### Task requirements
Among the entries below, find the line with "column 263, row 247", then quote it and each following line up to and including the line with "column 283, row 195", and nothing else.

(Given entries Opens)

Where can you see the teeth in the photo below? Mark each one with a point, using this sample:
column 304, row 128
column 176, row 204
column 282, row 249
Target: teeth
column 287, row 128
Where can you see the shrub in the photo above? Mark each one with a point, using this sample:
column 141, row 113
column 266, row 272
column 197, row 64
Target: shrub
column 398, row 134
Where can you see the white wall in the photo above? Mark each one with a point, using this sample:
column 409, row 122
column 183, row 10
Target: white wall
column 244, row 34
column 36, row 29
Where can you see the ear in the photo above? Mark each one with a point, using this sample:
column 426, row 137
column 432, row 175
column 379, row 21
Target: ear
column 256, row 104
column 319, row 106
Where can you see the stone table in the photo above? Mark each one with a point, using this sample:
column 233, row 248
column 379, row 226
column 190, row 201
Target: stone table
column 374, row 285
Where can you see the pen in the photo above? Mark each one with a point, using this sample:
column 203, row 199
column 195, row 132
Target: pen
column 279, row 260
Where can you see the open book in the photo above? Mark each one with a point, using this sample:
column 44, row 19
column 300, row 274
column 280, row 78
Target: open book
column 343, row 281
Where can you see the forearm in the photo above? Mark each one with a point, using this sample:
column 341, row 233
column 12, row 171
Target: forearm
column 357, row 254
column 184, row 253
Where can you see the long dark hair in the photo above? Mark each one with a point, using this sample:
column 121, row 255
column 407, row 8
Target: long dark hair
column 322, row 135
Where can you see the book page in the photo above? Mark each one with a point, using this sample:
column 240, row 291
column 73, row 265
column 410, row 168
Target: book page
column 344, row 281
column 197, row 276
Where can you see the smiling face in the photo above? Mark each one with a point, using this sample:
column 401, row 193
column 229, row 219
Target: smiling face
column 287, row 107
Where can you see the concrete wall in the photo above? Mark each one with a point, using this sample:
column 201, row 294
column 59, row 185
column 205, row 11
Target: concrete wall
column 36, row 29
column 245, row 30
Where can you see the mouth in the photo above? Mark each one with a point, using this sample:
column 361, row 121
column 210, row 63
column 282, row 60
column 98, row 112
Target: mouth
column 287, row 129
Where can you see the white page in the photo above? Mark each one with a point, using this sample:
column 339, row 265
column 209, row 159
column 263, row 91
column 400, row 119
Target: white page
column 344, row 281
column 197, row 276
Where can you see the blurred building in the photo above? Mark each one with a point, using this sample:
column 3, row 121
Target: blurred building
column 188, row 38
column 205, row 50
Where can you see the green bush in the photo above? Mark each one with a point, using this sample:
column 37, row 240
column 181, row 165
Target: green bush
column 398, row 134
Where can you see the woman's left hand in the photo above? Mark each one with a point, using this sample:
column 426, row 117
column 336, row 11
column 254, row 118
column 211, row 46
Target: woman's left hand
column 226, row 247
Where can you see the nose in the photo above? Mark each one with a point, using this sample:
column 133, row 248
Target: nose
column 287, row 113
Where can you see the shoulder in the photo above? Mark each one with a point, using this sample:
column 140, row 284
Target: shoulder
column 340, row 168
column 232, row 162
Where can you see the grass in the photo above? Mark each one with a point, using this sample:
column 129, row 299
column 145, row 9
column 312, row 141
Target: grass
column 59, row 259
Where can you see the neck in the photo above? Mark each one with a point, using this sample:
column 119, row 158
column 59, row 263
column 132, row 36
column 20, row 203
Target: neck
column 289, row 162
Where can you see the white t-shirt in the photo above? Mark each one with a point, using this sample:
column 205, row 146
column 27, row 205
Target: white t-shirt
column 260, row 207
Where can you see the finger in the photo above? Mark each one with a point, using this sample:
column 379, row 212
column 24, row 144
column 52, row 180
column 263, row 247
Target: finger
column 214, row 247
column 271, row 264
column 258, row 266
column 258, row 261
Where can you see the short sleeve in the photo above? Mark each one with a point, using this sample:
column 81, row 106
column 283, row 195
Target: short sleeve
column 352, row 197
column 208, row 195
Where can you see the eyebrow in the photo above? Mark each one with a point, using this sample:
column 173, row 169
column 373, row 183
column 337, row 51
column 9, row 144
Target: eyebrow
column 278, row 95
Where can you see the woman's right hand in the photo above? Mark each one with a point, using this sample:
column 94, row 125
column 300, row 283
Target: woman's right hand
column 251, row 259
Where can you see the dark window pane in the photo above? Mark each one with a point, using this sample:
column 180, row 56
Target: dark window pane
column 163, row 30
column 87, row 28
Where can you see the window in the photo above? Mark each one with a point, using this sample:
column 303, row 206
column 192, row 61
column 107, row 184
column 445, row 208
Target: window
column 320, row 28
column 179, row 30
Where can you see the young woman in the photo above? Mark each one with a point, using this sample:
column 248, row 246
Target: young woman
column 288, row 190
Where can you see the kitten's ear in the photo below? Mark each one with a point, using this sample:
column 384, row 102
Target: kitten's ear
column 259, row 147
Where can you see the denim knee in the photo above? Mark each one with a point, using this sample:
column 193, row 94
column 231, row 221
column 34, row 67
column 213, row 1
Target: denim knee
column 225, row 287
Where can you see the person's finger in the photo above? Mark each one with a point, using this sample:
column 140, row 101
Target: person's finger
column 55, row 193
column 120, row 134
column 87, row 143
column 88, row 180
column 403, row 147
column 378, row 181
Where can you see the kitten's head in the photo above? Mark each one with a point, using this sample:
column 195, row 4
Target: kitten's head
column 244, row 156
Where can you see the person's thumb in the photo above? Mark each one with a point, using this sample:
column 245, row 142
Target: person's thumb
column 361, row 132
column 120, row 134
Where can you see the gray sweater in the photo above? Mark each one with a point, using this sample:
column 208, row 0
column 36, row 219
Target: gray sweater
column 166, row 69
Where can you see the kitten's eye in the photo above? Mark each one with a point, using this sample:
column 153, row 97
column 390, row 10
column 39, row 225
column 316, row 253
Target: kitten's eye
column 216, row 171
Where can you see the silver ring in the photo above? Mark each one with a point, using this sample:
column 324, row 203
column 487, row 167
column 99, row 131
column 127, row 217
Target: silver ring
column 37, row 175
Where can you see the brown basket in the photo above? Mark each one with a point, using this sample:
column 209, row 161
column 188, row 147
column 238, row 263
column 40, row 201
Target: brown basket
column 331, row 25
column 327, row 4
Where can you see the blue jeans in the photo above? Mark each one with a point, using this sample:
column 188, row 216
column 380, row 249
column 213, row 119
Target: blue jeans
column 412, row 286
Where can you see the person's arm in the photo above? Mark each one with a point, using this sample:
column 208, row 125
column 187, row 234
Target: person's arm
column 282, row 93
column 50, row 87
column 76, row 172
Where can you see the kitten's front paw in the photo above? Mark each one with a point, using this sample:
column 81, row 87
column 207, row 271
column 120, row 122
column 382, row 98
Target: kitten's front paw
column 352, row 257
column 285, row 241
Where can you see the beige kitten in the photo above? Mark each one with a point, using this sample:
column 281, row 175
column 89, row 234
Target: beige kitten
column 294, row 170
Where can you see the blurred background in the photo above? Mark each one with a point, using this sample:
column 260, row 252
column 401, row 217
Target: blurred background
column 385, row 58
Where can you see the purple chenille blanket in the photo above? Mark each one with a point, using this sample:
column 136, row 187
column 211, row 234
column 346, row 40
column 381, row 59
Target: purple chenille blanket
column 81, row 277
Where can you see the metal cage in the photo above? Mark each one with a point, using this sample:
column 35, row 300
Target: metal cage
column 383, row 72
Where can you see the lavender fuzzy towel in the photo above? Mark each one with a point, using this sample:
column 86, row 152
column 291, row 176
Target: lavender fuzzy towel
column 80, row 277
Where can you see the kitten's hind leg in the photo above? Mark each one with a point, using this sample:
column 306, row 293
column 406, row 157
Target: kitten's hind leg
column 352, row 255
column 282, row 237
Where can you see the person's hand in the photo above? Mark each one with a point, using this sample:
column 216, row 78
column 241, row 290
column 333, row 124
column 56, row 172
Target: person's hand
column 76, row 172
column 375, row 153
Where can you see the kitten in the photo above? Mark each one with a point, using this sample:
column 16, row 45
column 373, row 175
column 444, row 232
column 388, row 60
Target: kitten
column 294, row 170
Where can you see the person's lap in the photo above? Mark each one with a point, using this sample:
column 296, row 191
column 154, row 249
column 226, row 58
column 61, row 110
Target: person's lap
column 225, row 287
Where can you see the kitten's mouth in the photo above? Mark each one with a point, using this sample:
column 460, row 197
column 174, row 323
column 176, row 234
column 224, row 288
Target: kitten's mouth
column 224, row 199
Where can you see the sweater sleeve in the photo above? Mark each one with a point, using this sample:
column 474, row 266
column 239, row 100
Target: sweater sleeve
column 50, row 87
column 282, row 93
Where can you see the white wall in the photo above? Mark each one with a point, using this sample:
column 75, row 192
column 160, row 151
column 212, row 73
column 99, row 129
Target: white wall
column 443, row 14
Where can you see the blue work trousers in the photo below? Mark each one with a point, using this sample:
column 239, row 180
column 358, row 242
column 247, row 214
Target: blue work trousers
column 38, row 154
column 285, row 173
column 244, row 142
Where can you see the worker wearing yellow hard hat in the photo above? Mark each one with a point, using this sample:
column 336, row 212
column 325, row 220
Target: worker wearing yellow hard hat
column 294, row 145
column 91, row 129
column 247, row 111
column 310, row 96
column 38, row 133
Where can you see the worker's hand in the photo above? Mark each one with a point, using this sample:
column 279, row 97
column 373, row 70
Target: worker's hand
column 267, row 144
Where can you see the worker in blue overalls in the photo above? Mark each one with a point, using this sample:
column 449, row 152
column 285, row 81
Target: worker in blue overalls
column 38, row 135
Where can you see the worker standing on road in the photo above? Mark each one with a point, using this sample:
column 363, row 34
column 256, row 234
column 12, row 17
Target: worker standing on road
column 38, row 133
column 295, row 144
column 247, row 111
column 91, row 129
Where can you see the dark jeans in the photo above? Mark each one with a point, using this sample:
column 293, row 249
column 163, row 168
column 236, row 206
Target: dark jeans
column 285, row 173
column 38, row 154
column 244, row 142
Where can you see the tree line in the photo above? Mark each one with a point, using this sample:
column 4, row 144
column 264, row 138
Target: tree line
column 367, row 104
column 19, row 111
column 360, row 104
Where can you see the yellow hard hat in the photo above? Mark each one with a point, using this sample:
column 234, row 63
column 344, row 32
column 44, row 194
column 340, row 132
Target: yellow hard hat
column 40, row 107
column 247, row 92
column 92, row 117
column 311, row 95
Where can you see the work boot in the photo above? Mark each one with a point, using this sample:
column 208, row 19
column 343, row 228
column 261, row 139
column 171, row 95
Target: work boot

(Given entries Closes)

### Answer section
column 263, row 247
Target: finger
column 214, row 247
column 271, row 264
column 258, row 266
column 258, row 261
Where can you see the short sleeve in the photo above? Mark each one with a point, using this sample:
column 81, row 106
column 283, row 195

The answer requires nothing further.